• **EXERCISE DETAILS**
Return everything in the data from its first line down to and including the line containing "[482, 127, 537, 153]", reproduced character for character, with nothing else.

____ INFORMATION PROVIDED

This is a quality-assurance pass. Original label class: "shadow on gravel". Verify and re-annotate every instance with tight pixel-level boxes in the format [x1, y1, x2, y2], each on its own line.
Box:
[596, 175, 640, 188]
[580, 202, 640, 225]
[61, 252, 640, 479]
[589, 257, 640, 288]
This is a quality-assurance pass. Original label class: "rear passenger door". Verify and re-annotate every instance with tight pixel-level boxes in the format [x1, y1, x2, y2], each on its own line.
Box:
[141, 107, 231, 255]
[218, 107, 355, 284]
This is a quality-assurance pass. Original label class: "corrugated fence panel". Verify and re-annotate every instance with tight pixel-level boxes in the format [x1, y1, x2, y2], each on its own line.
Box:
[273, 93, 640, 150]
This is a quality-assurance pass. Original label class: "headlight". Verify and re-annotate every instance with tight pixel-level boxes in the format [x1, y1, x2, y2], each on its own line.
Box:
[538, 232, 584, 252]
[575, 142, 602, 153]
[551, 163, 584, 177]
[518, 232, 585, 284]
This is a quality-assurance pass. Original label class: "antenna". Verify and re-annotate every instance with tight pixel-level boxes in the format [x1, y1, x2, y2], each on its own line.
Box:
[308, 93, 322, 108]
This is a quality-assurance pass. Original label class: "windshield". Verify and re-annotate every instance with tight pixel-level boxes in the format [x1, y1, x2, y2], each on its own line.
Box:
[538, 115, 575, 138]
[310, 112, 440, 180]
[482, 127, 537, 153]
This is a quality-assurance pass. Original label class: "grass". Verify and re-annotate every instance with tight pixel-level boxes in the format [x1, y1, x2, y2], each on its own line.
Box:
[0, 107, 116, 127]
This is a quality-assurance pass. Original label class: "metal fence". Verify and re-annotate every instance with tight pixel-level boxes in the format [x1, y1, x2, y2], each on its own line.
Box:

________

• **WORKED SOLUTION**
This is a quality-assurance pass. Original label class: "shadow on gravel". Verify and re-annotate every instance with tight pixel-level boxes in the format [x1, y1, x2, y2], each on its own line.
Box:
[596, 175, 640, 188]
[580, 202, 640, 225]
[61, 252, 640, 479]
[589, 257, 640, 288]
This is a quality-assurance pass. Original label class: "rear passenger door". Verify and re-annotate every instance with tight pixel-level boxes in the format [x1, y1, x2, y2], each on its own line.
Box:
[141, 107, 231, 255]
[218, 107, 355, 284]
This is a quality-assurance pass. Original label class: "corrugated fence panel". Verify and re-annotate every instance with tight pixel-level boxes in the format [x1, y1, x2, y2], each on its own line.
Box:
[273, 93, 640, 150]
This is a quality-assurance pass. Original label class: "headlight". Verify and re-annotate every instance with tight pixel-level boxes in the format [x1, y1, x2, y2], each on its own line.
Box:
[538, 232, 584, 252]
[575, 142, 602, 153]
[551, 163, 584, 177]
[518, 232, 585, 284]
This is a quality-assurance pass. Original label class: "antenna". Verify and re-annotate every instance with tight pixel-level boxes in the format [x1, y1, x2, y2], each on its own line.
Box:
[308, 93, 322, 108]
This is a quality-assurance pass. Original label class: "windshield". Verify and re-annotate every instance with tight pixel-level boxes in the format [x1, y1, x2, y2], each on its own line.
Box:
[538, 115, 575, 138]
[310, 112, 440, 180]
[482, 127, 537, 153]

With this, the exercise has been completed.